§ TASKS TO COMPLETE
[1] In the sailing forum thread, how long does Sailormon6 say they have been racing?
[2] Reproduce the part of the sailing forum thread that begins at the words "Often times, so" and stops after "appears to lie.".
[3] Resume the sailing forum thread, picking up after its final sentence.

Often times, so much of our discussion is more about "boating" than actually "sailing". When we look at the SailNet threads, this appears to be true... There isn't a lot about actually sailing but a plethora of stuff about keels, chart plotters, sewing and such. None of that is bad, just where the emphasis appears to lie. 

So it just comes down to what one wants from a boat. It's all good...your boat, your time, use them as you will.


----------



## ScottUK (Aug 16, 2009)

I don't think you will find a better way to get better at sailing and boat handling.


----------



## Sailormon6 (May 9, 2002)

I love to race, and have been doing it for over 40 years without tiring of it. I love the competition of it, the challenge to get the best performance out of the boat, and the opportunity to learn new sail handling and sail trimming techniques. Most of the people who don't like to race seem to take it all too seriously, or to be the victims of some skipper who takes it too seriously. I never yell at or insult crew, and have no respect for anyone who does. Racing inspires creativity in sailing. The objective is to get around the race course in the shortest amount of time, and a racer is on a constant search for creative ideas on how to either shorten the distance around the course, or to increase boat speed, and how to get ahead of the other boats that are trying to prevent you from doing so. The search for those things makes racing an intriguing puzzle. Racing isn't an athletic sport. It's a cerebral sport. It matters little whether you are bulging with muscles. It matters alot that you have a facile mind.

§ RECORDS
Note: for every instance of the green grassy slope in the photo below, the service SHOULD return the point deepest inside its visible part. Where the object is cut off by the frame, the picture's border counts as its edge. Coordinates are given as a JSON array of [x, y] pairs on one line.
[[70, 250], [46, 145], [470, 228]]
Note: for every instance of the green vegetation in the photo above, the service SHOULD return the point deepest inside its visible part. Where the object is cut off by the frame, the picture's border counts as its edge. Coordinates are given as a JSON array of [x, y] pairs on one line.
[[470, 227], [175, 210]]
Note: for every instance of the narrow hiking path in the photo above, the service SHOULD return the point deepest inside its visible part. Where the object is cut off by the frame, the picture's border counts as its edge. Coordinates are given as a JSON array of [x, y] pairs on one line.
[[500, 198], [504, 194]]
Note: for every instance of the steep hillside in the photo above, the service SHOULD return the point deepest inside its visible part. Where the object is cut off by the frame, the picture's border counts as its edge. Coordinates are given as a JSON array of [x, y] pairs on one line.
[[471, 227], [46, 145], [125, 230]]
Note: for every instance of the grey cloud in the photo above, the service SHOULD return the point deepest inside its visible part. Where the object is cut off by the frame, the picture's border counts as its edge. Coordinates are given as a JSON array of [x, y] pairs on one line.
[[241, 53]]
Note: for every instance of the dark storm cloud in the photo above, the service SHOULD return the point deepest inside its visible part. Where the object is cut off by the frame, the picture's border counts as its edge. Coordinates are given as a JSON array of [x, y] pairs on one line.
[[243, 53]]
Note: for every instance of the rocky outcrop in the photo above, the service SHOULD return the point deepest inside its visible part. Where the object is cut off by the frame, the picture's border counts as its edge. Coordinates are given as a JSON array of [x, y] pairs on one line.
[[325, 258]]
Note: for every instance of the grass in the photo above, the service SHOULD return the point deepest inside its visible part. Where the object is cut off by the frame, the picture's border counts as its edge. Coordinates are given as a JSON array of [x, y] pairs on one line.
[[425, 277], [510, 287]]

§ ANSWERS GIVEN
[1] Over 40 years.

[2]
Often times, so much of our discussion is more about "boating" than actually "sailing". When we look at the SailNet threads, this appears to be true... There isn't a lot about actually sailing but a plethora of stuff about keels, chart plotters, sewing and such. None of that is bad, just where the emphasis appears to lie.

[3]
----------



## caberg (Jul 26, 2012)

I did a lot of crewing in week night races in my 20s as a way to get on the water, and one of the guys I raced with was pretty relaxed and it was more about having fun, which helped. I really had zero interest in the actual race itself and had to chuckle at some of the ridiculous people out there on the course. Now that I have my own boat, I can't see ever racing again as it's just not my thing. There's too many uptight yelling stressed out types that sorta the whole thing seem silly.


----------



## aelkin (Feb 3, 2013)

ABH3;
Why race? Lots of reasons:
1. I'm competitive, in almost every avenue of my life. I'm too old to play volleyball, football, and some of the other pastimes I used to compete in at the level I wanted to.
2. It's challenging - I was out last week with a skipper that told me he looked at it like 'chess on the water'. You have a moderate physical element, plus a complex (and of varying scale of complexity, depending how tough you want to make it on yourself...) mental element.
3. It forces you to expand your comfort zone on the water. I would never have considered taking my boat out in 20knots on Lake Erie before having been 'forced' by a looming race deadline - and am now thoroughly comfortable with weather much heavier than that.
4. I enjoy the team-building element of getting a crew of varying ages and skill levels, and working together to make the boat perform.
5. Camaraderie - Most good racing fleets will rendezvous afterwards, to share stories, discuss decisions made on the course, and usually just hang out and shoot the breeze. A person can learn a lot from this.

If NONE of these items interest you, then by all means, carry on!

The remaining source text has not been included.